_What the task asks_
Return, character for character, the part of the entries that opens at their very start and closes with the line containing "120 194 852 639".

===== Data

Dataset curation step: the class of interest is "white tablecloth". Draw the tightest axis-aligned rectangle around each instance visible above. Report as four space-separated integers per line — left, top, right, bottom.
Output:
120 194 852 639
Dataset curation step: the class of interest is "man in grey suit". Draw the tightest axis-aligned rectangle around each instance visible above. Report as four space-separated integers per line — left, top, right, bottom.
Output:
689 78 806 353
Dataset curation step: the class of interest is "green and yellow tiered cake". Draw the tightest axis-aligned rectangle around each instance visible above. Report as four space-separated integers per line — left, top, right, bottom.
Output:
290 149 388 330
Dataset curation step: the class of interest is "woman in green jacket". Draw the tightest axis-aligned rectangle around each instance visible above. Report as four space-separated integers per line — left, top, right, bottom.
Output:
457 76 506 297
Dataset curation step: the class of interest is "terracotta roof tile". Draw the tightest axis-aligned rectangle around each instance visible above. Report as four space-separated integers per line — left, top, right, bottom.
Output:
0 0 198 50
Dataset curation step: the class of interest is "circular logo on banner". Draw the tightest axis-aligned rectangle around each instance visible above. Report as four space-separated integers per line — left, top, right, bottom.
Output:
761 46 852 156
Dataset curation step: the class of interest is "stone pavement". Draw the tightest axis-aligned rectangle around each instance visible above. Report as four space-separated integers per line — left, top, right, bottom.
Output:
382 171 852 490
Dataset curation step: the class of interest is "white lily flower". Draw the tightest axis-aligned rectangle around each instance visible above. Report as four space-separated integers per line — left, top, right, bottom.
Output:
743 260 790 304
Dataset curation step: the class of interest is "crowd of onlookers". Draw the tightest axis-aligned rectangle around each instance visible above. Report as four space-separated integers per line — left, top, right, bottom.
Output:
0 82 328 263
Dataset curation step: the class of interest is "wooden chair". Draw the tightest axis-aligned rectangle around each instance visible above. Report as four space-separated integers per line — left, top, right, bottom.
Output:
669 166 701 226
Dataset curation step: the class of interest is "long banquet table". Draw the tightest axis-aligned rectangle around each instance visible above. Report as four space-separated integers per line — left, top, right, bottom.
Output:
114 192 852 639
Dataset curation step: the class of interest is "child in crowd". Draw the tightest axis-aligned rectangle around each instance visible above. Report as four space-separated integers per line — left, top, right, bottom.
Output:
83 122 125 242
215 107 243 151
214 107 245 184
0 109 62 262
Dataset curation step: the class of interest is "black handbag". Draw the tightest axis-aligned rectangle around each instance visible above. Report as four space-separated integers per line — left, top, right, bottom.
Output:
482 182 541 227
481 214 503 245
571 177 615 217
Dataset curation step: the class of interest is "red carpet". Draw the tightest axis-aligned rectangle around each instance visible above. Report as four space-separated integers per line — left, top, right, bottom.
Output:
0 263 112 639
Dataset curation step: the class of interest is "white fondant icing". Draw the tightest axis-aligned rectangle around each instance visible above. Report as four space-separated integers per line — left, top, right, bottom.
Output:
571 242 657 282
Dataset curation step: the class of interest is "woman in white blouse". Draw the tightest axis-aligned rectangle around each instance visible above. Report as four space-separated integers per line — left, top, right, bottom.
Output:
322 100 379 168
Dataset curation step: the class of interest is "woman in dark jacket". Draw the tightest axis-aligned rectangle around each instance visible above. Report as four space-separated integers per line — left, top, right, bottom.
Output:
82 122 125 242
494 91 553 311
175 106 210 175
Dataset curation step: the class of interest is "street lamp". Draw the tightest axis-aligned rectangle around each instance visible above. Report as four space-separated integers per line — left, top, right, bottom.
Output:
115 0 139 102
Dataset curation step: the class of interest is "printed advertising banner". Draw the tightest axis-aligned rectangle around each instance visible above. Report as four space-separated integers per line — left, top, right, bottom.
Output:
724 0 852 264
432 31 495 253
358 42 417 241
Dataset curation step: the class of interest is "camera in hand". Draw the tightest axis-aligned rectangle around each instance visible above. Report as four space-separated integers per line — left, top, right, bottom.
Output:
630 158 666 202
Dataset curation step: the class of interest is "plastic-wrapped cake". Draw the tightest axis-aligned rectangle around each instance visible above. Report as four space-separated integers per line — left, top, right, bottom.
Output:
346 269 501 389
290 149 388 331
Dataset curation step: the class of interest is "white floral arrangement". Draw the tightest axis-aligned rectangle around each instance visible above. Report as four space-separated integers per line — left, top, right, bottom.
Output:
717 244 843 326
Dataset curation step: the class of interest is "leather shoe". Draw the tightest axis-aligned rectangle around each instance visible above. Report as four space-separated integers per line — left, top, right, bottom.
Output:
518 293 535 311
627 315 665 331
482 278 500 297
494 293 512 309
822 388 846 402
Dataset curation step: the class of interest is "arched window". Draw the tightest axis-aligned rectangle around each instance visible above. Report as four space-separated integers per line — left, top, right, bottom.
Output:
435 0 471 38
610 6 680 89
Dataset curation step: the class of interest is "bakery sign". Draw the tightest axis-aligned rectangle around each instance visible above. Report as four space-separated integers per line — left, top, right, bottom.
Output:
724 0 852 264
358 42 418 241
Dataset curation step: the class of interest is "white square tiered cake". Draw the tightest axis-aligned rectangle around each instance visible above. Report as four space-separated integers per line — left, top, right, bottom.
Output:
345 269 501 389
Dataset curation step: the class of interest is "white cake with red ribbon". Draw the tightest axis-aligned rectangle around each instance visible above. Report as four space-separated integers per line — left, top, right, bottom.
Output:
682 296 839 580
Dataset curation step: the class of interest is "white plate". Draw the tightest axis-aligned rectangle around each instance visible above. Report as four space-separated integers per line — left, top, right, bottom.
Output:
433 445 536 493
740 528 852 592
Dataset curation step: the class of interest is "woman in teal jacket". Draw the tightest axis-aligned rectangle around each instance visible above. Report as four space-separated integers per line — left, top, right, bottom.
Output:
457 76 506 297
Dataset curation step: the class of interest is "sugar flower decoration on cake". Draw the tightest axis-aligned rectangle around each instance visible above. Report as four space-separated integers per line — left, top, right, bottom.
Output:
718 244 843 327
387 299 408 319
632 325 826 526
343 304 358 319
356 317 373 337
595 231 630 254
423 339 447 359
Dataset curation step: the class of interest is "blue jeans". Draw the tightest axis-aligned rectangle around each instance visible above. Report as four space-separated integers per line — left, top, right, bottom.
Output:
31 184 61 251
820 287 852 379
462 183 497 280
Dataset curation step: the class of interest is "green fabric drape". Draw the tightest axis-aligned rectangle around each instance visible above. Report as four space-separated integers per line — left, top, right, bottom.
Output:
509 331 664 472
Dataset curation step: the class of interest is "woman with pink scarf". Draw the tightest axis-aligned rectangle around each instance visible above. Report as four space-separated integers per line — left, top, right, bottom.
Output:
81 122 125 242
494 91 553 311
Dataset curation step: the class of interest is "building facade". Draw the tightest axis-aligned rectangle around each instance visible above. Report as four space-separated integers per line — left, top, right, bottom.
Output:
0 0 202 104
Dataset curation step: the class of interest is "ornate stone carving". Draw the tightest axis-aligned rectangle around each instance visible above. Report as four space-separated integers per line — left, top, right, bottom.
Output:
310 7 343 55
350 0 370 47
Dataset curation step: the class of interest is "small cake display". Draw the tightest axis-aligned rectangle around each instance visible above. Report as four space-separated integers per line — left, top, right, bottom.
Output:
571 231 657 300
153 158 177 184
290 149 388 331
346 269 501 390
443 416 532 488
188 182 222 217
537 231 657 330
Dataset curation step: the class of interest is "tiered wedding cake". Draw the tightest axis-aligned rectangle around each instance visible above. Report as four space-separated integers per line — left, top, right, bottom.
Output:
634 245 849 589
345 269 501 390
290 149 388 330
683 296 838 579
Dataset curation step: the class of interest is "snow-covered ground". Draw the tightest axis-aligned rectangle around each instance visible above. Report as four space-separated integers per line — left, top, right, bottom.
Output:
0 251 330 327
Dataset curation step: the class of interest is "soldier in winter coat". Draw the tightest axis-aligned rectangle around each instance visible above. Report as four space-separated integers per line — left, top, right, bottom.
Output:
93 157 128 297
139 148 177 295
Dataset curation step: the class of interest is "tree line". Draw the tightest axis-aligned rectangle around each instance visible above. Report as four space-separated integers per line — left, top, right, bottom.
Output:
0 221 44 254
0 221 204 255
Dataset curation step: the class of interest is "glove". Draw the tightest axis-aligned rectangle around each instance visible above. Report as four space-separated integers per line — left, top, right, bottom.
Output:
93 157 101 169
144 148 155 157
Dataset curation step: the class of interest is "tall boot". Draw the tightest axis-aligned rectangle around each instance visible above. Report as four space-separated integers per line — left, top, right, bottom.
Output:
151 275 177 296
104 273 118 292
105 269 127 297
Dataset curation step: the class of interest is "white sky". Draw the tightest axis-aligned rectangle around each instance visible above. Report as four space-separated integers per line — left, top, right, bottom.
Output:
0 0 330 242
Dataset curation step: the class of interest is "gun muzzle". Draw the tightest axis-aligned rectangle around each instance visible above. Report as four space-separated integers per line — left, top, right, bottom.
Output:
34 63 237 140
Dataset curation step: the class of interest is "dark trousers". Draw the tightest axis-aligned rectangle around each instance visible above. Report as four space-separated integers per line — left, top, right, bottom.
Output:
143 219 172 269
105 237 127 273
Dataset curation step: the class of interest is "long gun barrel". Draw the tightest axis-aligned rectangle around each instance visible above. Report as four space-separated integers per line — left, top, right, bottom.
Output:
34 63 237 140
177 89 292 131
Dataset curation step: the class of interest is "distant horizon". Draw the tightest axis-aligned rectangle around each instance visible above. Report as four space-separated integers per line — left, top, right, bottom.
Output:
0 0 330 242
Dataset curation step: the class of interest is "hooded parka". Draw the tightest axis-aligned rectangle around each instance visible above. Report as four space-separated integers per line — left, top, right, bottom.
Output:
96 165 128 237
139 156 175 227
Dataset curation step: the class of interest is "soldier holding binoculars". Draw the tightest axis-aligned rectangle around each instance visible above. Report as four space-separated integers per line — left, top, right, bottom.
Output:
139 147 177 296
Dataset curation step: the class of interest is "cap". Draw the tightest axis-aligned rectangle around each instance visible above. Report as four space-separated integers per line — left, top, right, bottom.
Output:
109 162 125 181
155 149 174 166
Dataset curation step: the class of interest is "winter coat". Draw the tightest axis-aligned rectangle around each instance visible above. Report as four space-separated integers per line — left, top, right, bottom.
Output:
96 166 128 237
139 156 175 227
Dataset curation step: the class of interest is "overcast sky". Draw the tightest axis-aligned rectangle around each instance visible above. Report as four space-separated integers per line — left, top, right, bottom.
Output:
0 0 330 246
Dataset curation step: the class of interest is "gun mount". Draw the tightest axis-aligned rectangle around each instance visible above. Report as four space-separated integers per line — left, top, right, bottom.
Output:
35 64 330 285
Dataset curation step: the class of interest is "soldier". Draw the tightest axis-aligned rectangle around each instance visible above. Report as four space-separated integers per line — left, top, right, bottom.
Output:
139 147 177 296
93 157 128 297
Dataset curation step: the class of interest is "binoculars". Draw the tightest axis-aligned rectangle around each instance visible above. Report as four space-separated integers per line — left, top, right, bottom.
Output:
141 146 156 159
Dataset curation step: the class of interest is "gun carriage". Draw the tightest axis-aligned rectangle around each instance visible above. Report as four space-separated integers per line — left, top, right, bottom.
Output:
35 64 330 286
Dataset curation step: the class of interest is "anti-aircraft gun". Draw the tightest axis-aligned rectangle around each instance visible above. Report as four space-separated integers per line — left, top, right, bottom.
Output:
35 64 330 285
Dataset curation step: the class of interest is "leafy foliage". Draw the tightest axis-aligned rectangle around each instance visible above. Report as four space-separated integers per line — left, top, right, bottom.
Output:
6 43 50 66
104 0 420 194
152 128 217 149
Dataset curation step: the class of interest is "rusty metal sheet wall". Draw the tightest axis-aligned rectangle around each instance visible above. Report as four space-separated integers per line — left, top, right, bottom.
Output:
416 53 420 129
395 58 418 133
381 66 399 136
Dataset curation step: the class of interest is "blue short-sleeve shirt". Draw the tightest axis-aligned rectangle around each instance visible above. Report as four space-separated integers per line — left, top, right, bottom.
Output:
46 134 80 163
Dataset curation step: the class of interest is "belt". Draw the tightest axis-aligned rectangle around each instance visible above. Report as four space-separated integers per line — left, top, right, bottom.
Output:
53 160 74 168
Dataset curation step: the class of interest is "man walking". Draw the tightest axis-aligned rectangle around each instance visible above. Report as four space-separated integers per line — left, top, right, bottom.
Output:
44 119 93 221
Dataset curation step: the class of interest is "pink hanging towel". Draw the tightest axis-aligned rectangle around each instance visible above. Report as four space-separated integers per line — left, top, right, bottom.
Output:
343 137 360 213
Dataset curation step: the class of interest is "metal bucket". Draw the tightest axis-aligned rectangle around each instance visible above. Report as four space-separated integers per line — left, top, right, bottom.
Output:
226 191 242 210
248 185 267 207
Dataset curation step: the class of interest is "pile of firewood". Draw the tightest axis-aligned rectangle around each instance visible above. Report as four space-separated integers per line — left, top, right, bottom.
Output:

==========

_Response to the exercise_
Dataset curation step: the class of interest is "white tablecloth". Draw the tightest axis-aligned rectangle around each instance visible above. Report as four space-separated integers per line — left, top, right, bottom.
Output:
120 194 852 639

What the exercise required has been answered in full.